**WHAT TO PRODUCE:** From the data that follows, copy every line with the string "clicks".

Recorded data
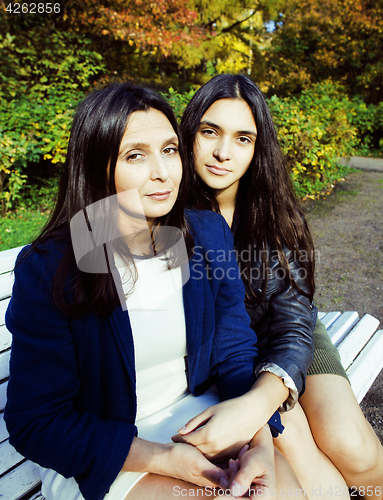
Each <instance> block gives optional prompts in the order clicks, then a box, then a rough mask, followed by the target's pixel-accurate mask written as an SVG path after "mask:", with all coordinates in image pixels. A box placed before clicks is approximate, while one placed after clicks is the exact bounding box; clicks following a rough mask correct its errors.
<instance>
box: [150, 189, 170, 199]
mask: <svg viewBox="0 0 383 500" xmlns="http://www.w3.org/2000/svg"><path fill="white" fill-rule="evenodd" d="M170 193H171V191H159V192H158V193H152V194H148V198H150V199H151V200H156V201H164V200H167V199H168V198H169V196H170Z"/></svg>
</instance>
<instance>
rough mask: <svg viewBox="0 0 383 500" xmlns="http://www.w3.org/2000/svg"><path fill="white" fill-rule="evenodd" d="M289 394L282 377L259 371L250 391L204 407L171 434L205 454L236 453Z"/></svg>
mask: <svg viewBox="0 0 383 500" xmlns="http://www.w3.org/2000/svg"><path fill="white" fill-rule="evenodd" d="M288 395H289V391H288V389H286V387H285V386H284V385H283V382H282V381H281V379H279V378H278V377H276V376H275V375H273V374H272V373H262V374H261V376H260V377H259V378H258V379H257V381H256V382H255V384H254V385H253V387H252V388H251V390H250V391H249V392H247V393H246V394H244V395H243V396H240V397H238V398H233V399H230V400H227V401H224V402H222V403H219V404H217V405H214V406H211V407H210V408H207V409H206V410H205V411H203V412H202V413H200V414H199V415H197V416H196V417H194V418H192V419H191V420H189V422H188V423H187V424H186V425H185V426H184V427H183V428H182V429H179V430H178V434H176V435H175V436H173V437H172V440H173V441H174V442H176V443H187V444H191V445H193V446H196V447H197V448H198V449H199V450H200V451H201V452H202V453H203V454H204V455H205V456H206V457H207V458H209V459H212V460H214V461H224V460H228V459H229V458H233V457H236V456H237V454H238V452H239V450H240V449H241V448H242V447H243V446H244V445H245V444H246V443H249V442H250V440H251V439H252V437H253V436H254V435H255V434H256V432H258V430H259V429H260V428H261V427H262V425H265V424H266V423H267V421H268V420H269V418H270V417H271V416H272V415H273V413H274V412H275V411H276V410H277V408H278V407H279V406H280V405H281V404H282V403H283V402H284V401H285V400H286V398H287V397H288Z"/></svg>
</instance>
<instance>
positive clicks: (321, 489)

**EXERCISE SOLUTION:**
Each <instance> block gives optional prompts in the order clicks, then a box, then a rough mask, followed by the target's pixel-accurate mask written as an SVG path after "mask:", with all coordinates in image pixels. A box placed before clicks is approximate, while one placed after clicks is the exact bounding box; clicks following a rough mask correct its errors.
positive clicks: (321, 489)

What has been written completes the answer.